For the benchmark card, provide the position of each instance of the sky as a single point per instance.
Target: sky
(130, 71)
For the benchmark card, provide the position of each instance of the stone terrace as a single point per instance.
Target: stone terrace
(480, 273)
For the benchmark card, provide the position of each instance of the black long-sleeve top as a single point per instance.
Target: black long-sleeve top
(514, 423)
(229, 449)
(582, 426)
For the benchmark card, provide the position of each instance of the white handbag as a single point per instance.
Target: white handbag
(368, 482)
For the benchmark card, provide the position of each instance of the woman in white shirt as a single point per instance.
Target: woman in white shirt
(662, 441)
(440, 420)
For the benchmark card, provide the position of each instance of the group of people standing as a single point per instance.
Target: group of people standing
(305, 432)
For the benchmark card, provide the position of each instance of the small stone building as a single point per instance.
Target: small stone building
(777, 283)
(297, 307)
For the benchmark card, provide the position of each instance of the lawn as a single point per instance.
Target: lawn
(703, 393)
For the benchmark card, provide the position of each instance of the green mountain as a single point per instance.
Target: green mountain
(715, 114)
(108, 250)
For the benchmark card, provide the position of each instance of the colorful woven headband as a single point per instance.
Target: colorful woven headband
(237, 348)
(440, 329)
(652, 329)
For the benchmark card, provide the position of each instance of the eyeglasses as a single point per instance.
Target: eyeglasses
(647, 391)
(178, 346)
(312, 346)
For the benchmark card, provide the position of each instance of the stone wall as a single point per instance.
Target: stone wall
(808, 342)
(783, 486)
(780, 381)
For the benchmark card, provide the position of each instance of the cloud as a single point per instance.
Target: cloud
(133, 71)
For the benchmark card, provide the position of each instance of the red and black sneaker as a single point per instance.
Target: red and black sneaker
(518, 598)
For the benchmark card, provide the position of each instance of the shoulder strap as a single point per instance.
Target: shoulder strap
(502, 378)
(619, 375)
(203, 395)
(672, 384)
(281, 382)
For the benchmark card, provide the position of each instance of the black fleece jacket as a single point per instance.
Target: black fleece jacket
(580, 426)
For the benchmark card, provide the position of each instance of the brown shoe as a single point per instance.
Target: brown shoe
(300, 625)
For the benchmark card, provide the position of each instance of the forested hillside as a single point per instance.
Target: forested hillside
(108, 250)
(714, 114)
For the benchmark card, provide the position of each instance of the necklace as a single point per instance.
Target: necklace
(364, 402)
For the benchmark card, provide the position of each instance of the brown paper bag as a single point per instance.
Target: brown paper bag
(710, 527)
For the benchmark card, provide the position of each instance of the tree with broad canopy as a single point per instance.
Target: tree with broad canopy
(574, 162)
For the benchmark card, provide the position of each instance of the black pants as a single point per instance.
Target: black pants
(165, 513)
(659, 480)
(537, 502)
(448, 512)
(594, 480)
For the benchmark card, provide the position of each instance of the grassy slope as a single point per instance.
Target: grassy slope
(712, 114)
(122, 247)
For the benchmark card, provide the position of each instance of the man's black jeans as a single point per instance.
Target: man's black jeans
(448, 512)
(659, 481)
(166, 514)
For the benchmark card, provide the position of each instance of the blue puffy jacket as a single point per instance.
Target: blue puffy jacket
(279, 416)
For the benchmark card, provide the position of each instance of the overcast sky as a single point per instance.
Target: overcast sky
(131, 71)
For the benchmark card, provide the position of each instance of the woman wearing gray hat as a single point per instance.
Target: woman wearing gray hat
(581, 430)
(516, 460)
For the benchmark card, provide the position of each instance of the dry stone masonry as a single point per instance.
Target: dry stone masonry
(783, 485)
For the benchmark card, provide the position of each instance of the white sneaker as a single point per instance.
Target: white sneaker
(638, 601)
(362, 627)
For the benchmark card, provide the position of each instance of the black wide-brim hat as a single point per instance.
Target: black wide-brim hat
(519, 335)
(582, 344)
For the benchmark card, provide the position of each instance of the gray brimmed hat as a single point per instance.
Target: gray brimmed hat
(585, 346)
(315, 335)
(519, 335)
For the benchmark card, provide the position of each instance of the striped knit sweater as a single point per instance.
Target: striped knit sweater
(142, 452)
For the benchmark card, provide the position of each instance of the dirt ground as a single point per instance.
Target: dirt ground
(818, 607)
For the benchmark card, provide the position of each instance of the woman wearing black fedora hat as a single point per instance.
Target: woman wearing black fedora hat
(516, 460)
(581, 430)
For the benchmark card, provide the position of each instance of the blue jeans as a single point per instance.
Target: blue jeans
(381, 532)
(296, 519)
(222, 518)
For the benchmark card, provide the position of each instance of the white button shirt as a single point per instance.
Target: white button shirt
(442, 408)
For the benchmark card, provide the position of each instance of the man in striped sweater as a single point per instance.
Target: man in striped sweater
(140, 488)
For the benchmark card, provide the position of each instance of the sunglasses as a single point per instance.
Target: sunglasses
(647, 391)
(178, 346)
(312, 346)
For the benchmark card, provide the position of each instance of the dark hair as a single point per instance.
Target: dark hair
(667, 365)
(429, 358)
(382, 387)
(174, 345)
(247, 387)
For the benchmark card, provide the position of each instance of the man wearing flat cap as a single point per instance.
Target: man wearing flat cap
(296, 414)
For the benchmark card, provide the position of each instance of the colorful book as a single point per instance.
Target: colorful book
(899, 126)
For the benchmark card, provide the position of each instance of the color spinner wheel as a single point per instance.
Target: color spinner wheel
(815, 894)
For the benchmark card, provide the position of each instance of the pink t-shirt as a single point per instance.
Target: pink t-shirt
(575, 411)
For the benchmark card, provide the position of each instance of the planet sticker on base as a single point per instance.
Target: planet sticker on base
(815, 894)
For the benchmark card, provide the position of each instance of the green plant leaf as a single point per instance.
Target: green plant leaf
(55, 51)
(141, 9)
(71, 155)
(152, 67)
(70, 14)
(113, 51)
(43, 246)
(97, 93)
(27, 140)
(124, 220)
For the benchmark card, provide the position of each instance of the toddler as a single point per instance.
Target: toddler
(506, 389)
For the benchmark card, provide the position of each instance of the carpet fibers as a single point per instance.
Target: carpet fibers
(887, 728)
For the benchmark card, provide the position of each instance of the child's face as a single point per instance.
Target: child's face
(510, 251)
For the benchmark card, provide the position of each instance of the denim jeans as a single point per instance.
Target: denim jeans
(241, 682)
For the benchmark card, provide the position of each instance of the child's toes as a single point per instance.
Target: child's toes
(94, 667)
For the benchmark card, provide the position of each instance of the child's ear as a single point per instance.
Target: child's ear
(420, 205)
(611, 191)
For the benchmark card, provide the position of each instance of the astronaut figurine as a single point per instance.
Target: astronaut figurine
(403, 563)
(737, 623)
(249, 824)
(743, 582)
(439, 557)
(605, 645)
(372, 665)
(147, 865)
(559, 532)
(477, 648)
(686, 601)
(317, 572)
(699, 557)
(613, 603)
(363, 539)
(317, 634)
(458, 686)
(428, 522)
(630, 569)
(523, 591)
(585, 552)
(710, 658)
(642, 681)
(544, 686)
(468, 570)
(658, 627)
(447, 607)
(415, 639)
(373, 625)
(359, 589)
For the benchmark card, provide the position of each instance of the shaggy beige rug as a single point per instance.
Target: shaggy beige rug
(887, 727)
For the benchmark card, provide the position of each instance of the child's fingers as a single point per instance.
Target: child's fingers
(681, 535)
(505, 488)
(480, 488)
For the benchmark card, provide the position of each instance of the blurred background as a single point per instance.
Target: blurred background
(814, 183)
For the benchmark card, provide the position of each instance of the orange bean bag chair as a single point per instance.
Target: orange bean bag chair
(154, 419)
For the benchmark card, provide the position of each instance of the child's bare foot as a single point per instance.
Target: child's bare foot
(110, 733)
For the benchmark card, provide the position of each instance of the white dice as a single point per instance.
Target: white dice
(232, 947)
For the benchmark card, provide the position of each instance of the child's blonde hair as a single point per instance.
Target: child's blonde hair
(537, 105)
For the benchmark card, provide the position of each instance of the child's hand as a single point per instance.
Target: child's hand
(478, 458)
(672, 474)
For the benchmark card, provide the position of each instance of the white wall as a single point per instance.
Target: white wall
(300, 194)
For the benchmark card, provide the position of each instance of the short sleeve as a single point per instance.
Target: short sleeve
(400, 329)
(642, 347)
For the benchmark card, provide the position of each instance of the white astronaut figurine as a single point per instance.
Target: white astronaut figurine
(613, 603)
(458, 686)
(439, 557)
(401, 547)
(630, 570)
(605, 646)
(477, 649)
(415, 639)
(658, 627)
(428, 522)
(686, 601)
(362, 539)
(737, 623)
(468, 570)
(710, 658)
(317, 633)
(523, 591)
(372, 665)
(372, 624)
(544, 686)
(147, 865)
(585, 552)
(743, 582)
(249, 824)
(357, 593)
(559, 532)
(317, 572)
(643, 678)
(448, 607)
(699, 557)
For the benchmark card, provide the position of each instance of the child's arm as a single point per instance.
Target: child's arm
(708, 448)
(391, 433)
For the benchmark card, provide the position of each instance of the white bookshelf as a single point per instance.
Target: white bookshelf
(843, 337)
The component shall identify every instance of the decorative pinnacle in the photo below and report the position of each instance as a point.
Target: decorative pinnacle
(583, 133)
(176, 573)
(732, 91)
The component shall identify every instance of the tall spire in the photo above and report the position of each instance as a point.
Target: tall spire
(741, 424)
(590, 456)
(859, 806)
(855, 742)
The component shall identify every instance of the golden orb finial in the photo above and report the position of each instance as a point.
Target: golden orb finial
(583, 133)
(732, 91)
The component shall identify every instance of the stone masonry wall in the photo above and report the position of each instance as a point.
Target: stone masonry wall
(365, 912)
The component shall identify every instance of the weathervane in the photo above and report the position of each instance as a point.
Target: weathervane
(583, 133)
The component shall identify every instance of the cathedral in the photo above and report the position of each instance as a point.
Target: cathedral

§

# EXERCISE REQUIREMENTS
Print exactly the lines above, starting at the line that contains "arm as a single point per instance." and ending with the last line of the records, both included.

# TASK RESULT
For the benchmark card, provide the position of each instance of the child's arm as a single point per instance.
Target: child's arm
(708, 448)
(391, 433)
For the benchmark card, provide the position of each instance of the white bookshelf as a single point per instance.
Target: white bookshelf
(843, 337)
The component shall identify every instance of the decorative pinnacle in the photo below and report the position of each instance as a point.
Target: decorative pinnacle
(583, 133)
(176, 573)
(732, 91)
The component shall identify every instance of the tall spire in the photo above and report the position of each instance as a point.
Target: tall spire
(741, 424)
(590, 456)
(859, 806)
(855, 742)
The component shall identify every instance of the golden orb finial in the photo above and report the position of each instance as a point.
Target: golden orb finial
(583, 133)
(732, 91)
The component shall identify every instance of the stone masonry wall in the photo above and report the position of each instance as a point.
Target: stone masonry wall
(365, 912)
The component shall identify every instance of the weathervane in the photo above and report the position of each instance as a point.
Target: weathervane
(583, 133)
The component shall identify every instance of the cathedral in the photo above and report the position of each instance as a point.
Target: cathedral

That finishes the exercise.